WHAT IS REQUIRED: Can you write out the rows below again with "boom arm" swapped for "crane arm" everywhere and everything else left as it is? Leave the pictures out of your version.

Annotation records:
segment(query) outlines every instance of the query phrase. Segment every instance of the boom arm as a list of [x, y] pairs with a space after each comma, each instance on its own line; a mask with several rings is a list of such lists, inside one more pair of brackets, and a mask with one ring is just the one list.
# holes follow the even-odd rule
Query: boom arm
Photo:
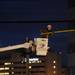
[[13, 50], [13, 49], [19, 49], [19, 48], [26, 48], [27, 49], [29, 47], [30, 47], [30, 43], [24, 43], [24, 44], [0, 48], [0, 52], [9, 51], [9, 50]]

FULL OUTPUT:
segment(query) outlines every instance of the query phrase. Segment every instance of the crane arm as a list of [x, y] pairs with a space after each comma, each instance on its own line; a mask with several rings is a list of such lists, inside one more pair of brackets, and a mask with one ring is just the one list.
# holes follow the even-odd rule
Query: crane arm
Photo:
[[13, 50], [13, 49], [19, 49], [19, 48], [26, 48], [27, 49], [29, 47], [30, 47], [30, 43], [24, 43], [24, 44], [0, 48], [0, 52], [9, 51], [9, 50]]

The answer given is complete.